====== Dataset

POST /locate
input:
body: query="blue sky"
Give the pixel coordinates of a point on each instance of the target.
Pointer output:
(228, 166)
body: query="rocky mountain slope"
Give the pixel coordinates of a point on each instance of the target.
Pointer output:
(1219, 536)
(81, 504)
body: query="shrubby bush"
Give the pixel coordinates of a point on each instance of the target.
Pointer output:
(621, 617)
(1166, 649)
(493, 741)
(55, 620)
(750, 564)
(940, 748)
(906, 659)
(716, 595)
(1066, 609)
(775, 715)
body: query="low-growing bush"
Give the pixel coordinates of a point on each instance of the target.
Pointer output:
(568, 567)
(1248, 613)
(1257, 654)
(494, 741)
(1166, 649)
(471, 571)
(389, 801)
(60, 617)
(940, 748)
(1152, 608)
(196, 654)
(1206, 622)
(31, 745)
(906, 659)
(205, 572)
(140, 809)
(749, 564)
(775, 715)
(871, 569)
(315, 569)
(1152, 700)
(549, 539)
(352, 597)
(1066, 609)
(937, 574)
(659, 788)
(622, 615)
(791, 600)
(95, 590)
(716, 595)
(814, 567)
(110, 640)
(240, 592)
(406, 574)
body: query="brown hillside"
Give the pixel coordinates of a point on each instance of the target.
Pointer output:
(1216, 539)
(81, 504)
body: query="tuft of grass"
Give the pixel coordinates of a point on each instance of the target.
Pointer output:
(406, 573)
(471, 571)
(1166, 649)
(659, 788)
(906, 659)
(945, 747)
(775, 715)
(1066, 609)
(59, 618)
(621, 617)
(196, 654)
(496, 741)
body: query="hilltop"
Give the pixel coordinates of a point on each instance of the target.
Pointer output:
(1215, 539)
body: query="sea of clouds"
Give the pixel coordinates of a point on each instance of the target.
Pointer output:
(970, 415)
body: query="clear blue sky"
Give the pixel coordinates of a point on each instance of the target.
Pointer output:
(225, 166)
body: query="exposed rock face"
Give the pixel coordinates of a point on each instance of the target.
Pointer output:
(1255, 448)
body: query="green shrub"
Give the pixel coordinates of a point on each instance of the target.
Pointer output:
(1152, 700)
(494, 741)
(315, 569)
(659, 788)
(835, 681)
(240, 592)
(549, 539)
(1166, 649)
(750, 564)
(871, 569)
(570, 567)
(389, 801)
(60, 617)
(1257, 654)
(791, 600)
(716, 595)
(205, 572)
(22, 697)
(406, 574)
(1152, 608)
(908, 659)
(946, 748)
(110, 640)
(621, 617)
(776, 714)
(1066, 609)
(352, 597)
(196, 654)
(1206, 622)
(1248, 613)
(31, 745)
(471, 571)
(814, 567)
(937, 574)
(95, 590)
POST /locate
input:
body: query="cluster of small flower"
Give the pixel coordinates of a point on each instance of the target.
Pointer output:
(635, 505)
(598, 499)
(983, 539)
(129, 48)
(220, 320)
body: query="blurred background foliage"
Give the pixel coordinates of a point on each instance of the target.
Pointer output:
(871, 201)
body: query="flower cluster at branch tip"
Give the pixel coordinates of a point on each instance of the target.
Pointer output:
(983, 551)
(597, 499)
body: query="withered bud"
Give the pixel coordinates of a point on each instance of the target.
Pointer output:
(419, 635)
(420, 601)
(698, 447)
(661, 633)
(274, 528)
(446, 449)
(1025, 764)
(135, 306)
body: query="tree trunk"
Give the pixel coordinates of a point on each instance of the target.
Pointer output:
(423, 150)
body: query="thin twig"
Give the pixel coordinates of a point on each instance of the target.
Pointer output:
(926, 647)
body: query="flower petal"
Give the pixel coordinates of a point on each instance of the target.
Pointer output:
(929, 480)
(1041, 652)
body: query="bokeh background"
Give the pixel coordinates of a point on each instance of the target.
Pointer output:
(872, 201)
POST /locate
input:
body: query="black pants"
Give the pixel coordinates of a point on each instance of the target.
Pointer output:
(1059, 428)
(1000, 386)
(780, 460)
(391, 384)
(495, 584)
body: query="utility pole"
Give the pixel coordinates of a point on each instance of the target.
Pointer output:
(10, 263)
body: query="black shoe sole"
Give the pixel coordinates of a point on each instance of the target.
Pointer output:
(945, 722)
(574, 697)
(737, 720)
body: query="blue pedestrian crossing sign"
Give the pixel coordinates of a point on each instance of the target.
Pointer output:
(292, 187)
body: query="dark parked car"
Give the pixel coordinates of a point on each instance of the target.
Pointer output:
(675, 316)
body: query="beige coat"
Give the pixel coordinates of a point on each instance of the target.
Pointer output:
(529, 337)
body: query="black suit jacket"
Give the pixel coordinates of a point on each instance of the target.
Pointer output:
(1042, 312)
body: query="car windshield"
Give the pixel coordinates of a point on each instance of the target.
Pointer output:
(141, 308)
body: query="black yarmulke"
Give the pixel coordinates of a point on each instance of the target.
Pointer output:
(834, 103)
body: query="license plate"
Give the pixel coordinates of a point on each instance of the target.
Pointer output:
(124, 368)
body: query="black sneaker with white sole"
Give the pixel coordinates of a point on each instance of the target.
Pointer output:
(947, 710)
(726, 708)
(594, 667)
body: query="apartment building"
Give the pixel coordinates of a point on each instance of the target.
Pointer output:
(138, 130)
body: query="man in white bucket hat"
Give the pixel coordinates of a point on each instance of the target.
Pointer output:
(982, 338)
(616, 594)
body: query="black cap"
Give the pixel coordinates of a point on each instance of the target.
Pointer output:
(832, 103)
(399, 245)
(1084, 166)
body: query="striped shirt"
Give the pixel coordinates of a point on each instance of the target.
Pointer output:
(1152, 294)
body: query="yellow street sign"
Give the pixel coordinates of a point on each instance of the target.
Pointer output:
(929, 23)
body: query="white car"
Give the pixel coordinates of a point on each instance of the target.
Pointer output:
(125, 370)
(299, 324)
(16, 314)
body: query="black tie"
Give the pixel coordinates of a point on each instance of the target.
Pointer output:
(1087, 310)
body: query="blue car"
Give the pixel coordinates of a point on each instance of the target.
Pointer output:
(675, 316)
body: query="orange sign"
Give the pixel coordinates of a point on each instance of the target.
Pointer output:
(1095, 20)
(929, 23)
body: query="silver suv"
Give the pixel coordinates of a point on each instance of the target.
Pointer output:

============

-- What the task requires --
Revise all of the lines above, replacing every occurrence of "pixel coordinates" with "image coordinates" and leaving everything else unchanged.

-- Task result --
POST /locate
input:
body: query="blue sky"
Give the image coordinates of a point on each instance of the target.
Pointer output:
(228, 166)
body: query="rocky mountain slope"
Give the image coordinates of a point on each instance of the target.
Pointer output:
(1219, 536)
(81, 504)
body: query="shrubby bush"
Give the image coordinates of a point on each instance of the target.
Pointer output:
(621, 617)
(1166, 649)
(493, 741)
(55, 620)
(750, 564)
(940, 748)
(906, 659)
(716, 595)
(1066, 609)
(775, 715)
body: query="low-growing bush"
Give the image coordinates of a point on each instance of the target.
Pointer output:
(568, 567)
(1248, 613)
(1257, 654)
(494, 741)
(1166, 649)
(471, 571)
(389, 801)
(60, 617)
(940, 748)
(1152, 608)
(196, 654)
(1206, 622)
(31, 745)
(906, 659)
(205, 572)
(140, 809)
(749, 564)
(775, 715)
(871, 569)
(315, 569)
(1152, 700)
(549, 539)
(352, 597)
(1066, 609)
(937, 574)
(659, 788)
(622, 615)
(791, 600)
(95, 590)
(716, 595)
(814, 567)
(110, 640)
(240, 592)
(406, 574)
body: query="brown hillside"
Give the image coordinates of a point on each instance of the target.
Pointer output:
(1216, 539)
(81, 504)
body: query="tuft of grass"
Give the image coordinates of a point on each instance of the target.
Pointer output:
(406, 573)
(471, 571)
(1166, 649)
(659, 788)
(906, 659)
(945, 747)
(775, 715)
(1066, 609)
(59, 618)
(621, 617)
(196, 654)
(496, 741)
body: query="hilltop"
Give the image coordinates of a point on each instance of the target.
Pointer output:
(1215, 539)
body: query="sea of clouds"
Give the image coordinates of a point on each instance of the target.
Pointer output:
(970, 415)
body: query="clear blue sky"
Give the image coordinates of a point on each instance of the target.
Pointer output:
(225, 166)
body: query="exposed rock face"
Give the image coordinates of a point on each instance of the target.
Pointer output:
(1255, 448)
body: query="green shrub"
Give the image coordinates of a point on each instance of the target.
Pointer output:
(1152, 700)
(494, 741)
(315, 569)
(659, 788)
(835, 681)
(240, 592)
(549, 539)
(1166, 649)
(750, 564)
(871, 569)
(570, 567)
(389, 801)
(60, 617)
(1257, 654)
(791, 600)
(716, 595)
(205, 572)
(22, 697)
(406, 574)
(1152, 608)
(908, 659)
(946, 748)
(110, 640)
(621, 617)
(776, 714)
(1066, 609)
(352, 597)
(196, 654)
(1206, 622)
(1248, 613)
(31, 745)
(471, 571)
(814, 567)
(937, 574)
(95, 590)
POST /locate
input:
body: query="cluster of small flower"
Give the image coordinates of a point on each instance of the target.
Pointer output:
(635, 505)
(598, 499)
(983, 539)
(129, 48)
(220, 320)
body: query="blurred background foliage"
Give the image coordinates of a point on each instance of the target.
Pointer output:
(871, 201)
body: query="flower cluster at branch tip"
Give the image coordinates of a point on each instance of the target.
Pointer output:
(983, 551)
(597, 499)
body: query="withered bud"
Give the image coordinates of a point on each instance of the target.
Pointer output:
(419, 635)
(420, 601)
(698, 447)
(661, 633)
(274, 528)
(446, 449)
(1025, 764)
(135, 306)
body: query="tree trunk"
Give the image coordinates of a point on each instance of the target.
Pointer output:
(423, 150)
body: query="thin twig"
Give the image coordinates of a point on each instance of the target.
Pointer output:
(926, 647)
body: query="flower petal"
Give the image coordinates of a point on each instance of the target.
Pointer output:
(929, 480)
(1041, 652)
body: query="bokeh background"
Give the image coordinates of a point on each instance of the target.
Pointer output:
(872, 201)
POST /locate
input:
body: query="black pants"
Give the image coordinates of a point on each instance of the target.
Pointer output:
(1059, 428)
(1000, 386)
(780, 460)
(391, 384)
(495, 584)
body: query="utility pole"
Give the image coordinates of a point on each instance of the target.
Pointer output:
(10, 263)
body: query="black shoe sole"
Give the image coordinates of a point on each instance of the target.
Pointer output:
(945, 722)
(574, 697)
(737, 720)
body: query="blue pedestrian crossing sign"
Give the image coordinates of a point on each instance of the target.
Pointer output:
(292, 187)
body: query="dark parked car"
Give the image coordinates of a point on each instance of the target.
Pointer output:
(675, 316)
body: query="beige coat"
Give the image coordinates of a point on each instance of the target.
Pointer output:
(529, 337)
body: query="black suit jacket"
Give the image coordinates of a point on each instance of the target.
Pointer output:
(1042, 312)
body: query="car windshield"
Give the image coordinates of a point on each instance of the target.
Pointer output:
(141, 308)
body: query="black yarmulke"
Give the image coordinates of a point on each instance of the target.
Pointer output:
(834, 103)
body: query="license plate"
Give the image coordinates of a point on each instance of the target.
Pointer output:
(124, 368)
body: query="black sneaker with white sole"
Give the image coordinates of a point on each instance of the target.
Pointer output:
(947, 710)
(726, 708)
(594, 667)
body: query="apartment building"
Give the image coordinates of a point on each instance of the target.
Pointer output:
(138, 130)
body: query="man in white bucket hat"
Give the image coordinates of a point on each instance of the target.
Pointer output:
(982, 338)
(616, 594)
body: query="black cap"
Give the image coordinates of a point on each instance of the target.
Pointer output:
(832, 103)
(399, 245)
(1084, 166)
body: query="striped shirt"
Give the image coordinates of a point on each instance of the target.
Pointer output:
(1152, 294)
body: query="yellow street sign"
Give the image coordinates of a point on each instance of the target.
Pointer output:
(929, 23)
body: query="white car"
Give the image coordinates of a point on each instance of the target.
Pointer output:
(125, 370)
(299, 324)
(16, 314)
body: query="black tie"
Give the image coordinates of a point on each instance of the target.
Pointer output:
(1087, 310)
body: query="blue car"
Give the image coordinates of a point on each instance of the target.
Pointer output:
(675, 316)
body: query="orange sign"
Give the image coordinates of a point on each instance of the target.
Pointer output:
(1095, 20)
(929, 23)
body: query="silver suv"
Give the image coordinates of a point on each instance of the target.
Pointer output:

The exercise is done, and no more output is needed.